* _Task statement_
Reproduce, without any change, the part of the data below that opens with the line containing "of the paving" and closes with the line containing "column 13, row 198", including both of those lines.

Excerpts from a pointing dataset

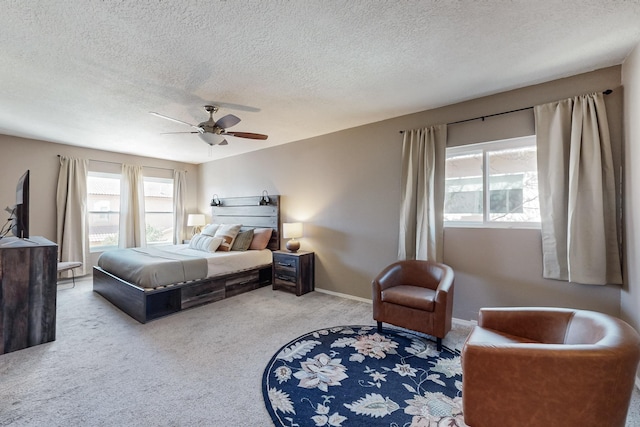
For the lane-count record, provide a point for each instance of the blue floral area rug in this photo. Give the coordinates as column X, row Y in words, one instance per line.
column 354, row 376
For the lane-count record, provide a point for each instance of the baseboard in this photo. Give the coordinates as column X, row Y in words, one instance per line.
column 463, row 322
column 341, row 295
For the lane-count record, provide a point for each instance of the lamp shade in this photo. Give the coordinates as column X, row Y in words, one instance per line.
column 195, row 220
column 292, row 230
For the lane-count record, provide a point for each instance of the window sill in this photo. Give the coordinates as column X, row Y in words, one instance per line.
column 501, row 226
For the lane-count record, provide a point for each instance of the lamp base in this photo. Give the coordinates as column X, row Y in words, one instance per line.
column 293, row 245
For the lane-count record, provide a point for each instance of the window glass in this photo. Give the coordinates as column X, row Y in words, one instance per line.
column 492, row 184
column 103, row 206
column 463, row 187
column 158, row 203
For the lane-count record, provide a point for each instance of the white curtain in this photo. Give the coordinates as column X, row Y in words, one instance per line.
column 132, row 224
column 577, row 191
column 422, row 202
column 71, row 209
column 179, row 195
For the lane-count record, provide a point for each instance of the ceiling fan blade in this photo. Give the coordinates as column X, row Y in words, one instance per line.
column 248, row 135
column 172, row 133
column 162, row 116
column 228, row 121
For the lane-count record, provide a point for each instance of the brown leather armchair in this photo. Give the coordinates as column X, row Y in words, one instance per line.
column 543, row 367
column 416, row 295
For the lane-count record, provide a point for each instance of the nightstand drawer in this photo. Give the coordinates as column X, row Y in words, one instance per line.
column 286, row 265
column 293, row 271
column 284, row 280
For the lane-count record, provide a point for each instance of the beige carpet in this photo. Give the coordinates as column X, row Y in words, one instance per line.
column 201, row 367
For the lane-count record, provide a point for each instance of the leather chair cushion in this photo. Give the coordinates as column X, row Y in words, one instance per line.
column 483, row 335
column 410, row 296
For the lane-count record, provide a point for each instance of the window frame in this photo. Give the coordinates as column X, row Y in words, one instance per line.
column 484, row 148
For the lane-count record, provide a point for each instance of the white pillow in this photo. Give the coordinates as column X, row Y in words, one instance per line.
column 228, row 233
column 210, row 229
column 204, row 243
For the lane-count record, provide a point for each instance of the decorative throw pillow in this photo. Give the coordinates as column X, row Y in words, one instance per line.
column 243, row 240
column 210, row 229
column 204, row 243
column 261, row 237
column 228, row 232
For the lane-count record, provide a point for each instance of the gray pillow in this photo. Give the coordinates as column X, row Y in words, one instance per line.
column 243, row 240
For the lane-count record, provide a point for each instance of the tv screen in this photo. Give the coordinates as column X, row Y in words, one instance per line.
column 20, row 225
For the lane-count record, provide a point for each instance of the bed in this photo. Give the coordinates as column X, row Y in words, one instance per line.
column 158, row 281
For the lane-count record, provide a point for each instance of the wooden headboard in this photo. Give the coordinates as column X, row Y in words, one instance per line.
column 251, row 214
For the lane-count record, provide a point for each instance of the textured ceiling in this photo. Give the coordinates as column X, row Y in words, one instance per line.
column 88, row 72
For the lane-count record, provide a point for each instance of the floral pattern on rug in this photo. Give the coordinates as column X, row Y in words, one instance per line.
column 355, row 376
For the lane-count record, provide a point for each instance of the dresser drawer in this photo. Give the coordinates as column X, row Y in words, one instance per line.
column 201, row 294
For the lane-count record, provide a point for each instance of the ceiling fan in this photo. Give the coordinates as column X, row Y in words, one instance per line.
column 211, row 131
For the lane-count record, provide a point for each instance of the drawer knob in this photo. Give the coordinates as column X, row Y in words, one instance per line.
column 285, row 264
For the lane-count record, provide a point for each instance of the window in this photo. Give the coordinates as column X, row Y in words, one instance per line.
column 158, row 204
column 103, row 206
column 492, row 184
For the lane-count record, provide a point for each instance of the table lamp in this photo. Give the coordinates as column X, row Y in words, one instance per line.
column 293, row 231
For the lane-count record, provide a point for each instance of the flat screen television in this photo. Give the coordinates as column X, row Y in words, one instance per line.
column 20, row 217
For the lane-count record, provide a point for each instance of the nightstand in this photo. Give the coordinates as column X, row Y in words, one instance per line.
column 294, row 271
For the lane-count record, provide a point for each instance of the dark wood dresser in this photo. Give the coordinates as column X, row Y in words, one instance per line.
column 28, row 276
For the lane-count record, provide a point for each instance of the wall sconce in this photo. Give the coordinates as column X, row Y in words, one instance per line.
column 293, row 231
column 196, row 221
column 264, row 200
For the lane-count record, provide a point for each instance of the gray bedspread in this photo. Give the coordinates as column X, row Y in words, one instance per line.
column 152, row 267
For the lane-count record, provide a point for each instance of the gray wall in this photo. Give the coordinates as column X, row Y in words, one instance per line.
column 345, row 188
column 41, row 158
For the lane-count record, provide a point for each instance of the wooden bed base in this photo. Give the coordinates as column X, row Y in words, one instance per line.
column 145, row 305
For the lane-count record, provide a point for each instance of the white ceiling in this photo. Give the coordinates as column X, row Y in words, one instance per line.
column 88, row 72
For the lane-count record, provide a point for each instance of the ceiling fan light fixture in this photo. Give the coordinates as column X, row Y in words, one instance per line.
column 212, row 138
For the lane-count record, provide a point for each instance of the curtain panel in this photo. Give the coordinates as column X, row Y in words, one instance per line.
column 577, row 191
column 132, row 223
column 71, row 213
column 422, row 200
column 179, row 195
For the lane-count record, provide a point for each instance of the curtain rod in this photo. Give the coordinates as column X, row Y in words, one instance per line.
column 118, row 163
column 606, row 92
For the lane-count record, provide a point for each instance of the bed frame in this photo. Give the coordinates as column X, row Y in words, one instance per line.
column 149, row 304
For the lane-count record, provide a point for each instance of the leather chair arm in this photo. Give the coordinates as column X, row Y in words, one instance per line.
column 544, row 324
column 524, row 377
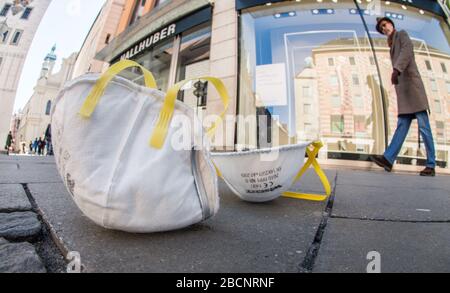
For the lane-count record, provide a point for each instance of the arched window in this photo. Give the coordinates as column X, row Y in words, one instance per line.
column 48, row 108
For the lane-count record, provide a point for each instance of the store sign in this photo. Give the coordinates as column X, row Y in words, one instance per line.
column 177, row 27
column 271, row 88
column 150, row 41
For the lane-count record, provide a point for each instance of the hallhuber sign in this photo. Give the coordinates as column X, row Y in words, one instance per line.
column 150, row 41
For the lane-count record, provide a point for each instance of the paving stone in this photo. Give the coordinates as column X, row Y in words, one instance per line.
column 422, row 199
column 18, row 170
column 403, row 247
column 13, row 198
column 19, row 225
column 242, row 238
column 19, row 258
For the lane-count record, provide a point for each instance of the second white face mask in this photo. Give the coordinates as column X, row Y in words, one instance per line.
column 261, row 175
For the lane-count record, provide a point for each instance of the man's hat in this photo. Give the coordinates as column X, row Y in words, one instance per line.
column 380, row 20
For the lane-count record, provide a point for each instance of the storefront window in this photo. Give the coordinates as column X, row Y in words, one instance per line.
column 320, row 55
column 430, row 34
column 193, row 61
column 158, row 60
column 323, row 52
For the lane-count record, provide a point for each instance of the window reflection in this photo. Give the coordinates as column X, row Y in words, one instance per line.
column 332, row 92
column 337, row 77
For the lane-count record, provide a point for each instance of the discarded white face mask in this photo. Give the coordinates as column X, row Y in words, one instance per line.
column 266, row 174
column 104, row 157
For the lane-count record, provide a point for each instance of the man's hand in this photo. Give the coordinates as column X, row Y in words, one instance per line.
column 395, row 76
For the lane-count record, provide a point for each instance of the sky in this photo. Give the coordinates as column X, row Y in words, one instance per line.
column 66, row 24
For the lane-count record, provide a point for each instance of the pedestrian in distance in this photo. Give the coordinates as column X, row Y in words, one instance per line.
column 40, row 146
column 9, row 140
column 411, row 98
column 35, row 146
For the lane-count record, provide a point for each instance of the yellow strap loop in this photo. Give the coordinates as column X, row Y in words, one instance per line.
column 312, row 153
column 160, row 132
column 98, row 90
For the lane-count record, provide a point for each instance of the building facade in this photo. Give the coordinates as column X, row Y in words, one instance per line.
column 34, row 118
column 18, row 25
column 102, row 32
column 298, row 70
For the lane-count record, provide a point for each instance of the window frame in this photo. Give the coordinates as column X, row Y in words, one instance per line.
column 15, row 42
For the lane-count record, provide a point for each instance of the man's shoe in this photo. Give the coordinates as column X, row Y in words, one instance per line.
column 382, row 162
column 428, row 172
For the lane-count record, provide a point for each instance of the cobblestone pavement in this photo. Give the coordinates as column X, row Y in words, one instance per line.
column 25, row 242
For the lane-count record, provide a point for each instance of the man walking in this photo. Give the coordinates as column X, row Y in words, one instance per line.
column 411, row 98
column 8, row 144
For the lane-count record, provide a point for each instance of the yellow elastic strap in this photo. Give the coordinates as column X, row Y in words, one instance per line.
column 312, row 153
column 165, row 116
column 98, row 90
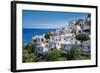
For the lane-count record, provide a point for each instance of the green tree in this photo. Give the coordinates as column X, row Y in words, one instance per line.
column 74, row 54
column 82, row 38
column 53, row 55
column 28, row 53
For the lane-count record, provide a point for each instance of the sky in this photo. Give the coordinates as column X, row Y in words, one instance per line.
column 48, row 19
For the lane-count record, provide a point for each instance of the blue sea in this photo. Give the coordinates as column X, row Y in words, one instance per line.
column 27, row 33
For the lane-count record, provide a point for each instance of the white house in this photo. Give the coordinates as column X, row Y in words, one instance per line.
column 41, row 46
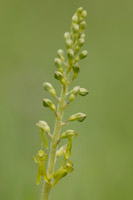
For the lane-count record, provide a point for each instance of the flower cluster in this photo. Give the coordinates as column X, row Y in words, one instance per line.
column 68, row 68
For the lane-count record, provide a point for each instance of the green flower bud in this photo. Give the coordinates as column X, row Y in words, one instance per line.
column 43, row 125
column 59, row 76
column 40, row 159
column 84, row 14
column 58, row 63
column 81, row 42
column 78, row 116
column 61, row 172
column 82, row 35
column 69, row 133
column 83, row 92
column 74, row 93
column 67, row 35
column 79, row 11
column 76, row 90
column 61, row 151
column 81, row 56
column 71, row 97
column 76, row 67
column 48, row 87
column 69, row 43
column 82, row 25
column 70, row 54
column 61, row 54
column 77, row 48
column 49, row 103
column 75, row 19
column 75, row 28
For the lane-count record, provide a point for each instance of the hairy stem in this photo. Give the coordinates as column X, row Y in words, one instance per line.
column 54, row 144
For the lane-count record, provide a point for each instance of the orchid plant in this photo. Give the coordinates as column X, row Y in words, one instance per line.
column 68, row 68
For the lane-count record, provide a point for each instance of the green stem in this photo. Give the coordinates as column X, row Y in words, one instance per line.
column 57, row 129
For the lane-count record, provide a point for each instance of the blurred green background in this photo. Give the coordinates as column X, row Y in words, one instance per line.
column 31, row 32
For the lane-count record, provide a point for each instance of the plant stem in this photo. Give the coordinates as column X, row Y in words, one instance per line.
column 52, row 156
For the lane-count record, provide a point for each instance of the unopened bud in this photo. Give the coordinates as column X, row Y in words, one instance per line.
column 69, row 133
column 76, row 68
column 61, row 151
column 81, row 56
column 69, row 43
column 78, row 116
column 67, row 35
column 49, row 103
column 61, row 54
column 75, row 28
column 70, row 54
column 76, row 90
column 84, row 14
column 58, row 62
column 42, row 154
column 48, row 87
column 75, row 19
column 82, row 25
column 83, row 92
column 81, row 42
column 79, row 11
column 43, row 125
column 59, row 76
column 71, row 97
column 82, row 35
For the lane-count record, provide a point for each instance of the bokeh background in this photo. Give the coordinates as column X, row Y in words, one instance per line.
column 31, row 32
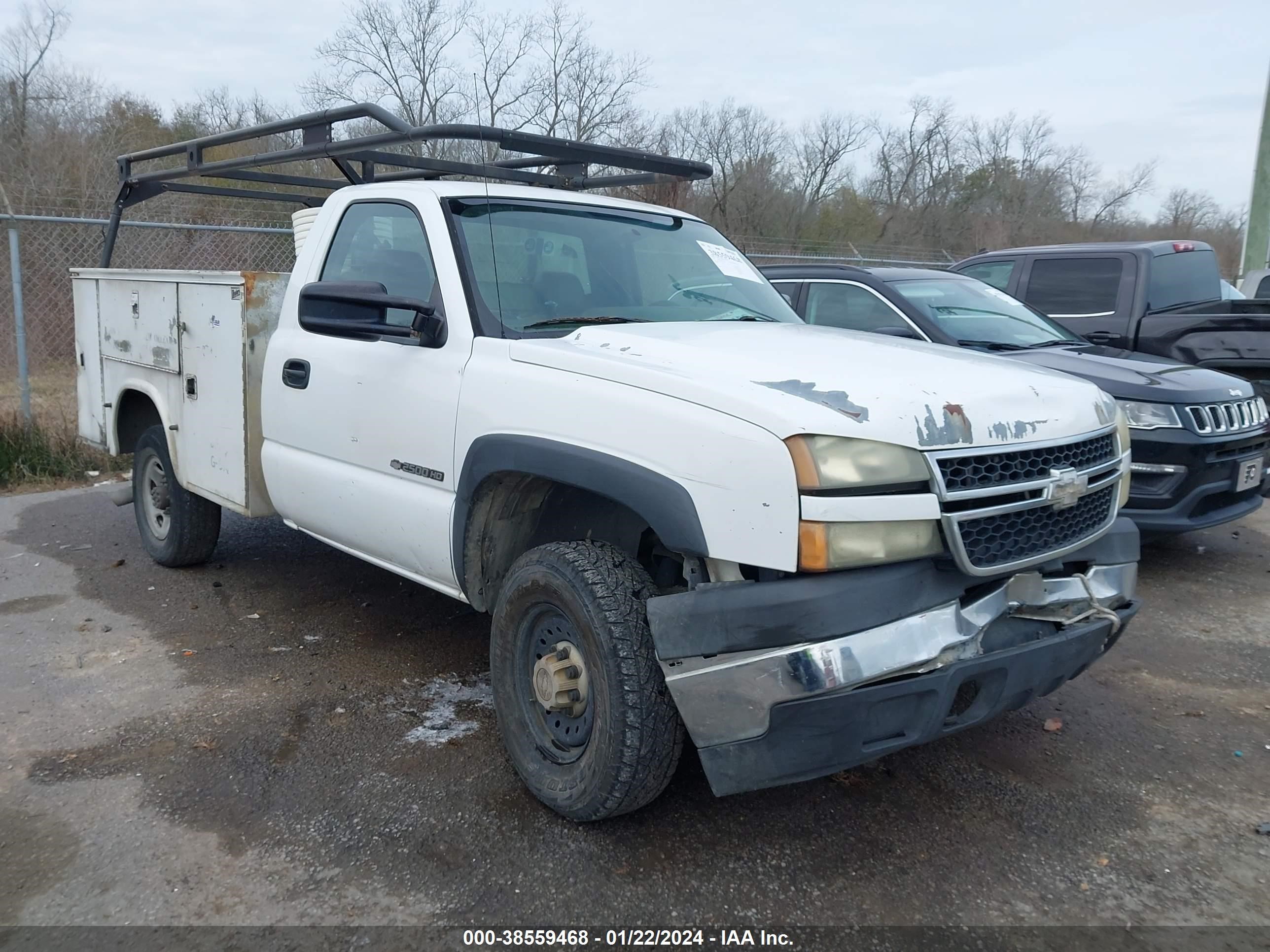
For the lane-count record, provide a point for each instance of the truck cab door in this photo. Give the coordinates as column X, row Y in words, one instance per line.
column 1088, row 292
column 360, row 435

* _Exercise result_
For the lane-count record, provide a point for each instance of the paving stone in this photo. Give the coordinates as column X, row Y in words, one instance per line.
column 422, row 199
column 18, row 170
column 403, row 247
column 13, row 198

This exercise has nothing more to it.